▸ Your instructions: From the items below, copy out each line that contains the word "every". Treat uppercase and lowercase letters as different.
-*-
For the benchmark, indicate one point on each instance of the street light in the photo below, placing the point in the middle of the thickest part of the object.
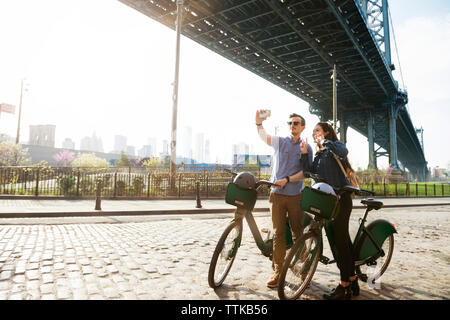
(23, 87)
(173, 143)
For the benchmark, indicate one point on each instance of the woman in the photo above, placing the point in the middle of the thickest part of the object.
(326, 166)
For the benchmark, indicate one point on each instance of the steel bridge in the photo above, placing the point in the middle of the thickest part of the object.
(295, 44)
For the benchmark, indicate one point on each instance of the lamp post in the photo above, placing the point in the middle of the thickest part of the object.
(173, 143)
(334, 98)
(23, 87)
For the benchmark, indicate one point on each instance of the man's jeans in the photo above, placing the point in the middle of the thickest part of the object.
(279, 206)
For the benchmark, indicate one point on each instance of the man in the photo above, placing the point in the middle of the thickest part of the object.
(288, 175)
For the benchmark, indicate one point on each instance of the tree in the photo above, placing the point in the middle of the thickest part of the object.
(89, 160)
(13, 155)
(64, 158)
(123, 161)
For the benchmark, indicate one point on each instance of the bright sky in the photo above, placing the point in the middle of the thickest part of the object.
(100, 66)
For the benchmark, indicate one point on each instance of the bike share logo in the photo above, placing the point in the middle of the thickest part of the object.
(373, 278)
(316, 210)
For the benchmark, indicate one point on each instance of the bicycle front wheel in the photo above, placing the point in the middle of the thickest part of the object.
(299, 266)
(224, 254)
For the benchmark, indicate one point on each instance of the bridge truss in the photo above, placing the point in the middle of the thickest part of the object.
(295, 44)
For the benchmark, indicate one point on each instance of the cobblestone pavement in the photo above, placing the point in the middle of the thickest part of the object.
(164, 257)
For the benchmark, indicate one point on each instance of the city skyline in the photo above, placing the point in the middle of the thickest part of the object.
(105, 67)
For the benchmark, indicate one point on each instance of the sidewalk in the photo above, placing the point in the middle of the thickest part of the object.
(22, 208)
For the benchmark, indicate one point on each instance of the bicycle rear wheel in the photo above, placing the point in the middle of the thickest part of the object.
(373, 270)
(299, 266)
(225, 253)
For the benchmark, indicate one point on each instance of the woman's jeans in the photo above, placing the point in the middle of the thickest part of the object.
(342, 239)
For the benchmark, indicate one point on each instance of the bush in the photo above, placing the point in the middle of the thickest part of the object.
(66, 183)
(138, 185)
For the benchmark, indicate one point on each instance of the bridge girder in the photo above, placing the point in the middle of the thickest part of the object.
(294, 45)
-*-
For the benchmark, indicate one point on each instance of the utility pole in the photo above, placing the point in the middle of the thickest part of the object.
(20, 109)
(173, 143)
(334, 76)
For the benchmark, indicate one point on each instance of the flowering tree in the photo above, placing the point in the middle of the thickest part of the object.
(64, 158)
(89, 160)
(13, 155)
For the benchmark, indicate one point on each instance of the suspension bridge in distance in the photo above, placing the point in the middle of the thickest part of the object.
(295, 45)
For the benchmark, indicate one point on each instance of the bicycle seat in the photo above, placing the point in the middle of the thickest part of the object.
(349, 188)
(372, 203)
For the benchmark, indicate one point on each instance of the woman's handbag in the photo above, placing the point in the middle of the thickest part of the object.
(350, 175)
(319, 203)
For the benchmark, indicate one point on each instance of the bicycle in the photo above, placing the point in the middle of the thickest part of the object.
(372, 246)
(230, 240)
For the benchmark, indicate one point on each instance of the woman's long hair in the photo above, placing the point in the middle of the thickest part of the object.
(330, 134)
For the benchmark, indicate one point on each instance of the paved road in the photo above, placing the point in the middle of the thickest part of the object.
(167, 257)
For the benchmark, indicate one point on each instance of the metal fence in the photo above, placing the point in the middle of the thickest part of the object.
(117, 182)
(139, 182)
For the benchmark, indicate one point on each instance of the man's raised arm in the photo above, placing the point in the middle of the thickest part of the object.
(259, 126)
-*-
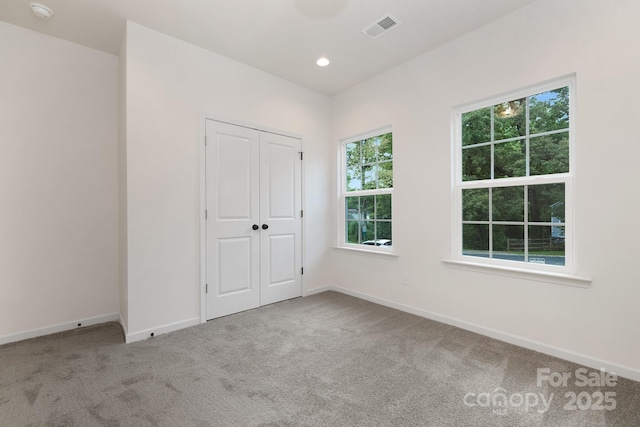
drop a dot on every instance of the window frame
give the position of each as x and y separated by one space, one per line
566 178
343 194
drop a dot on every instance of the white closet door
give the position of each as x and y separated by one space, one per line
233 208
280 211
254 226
-*-
▸ Written response:
drop a dot on every instance of the window frame
drop a dot on every instance of the white closet door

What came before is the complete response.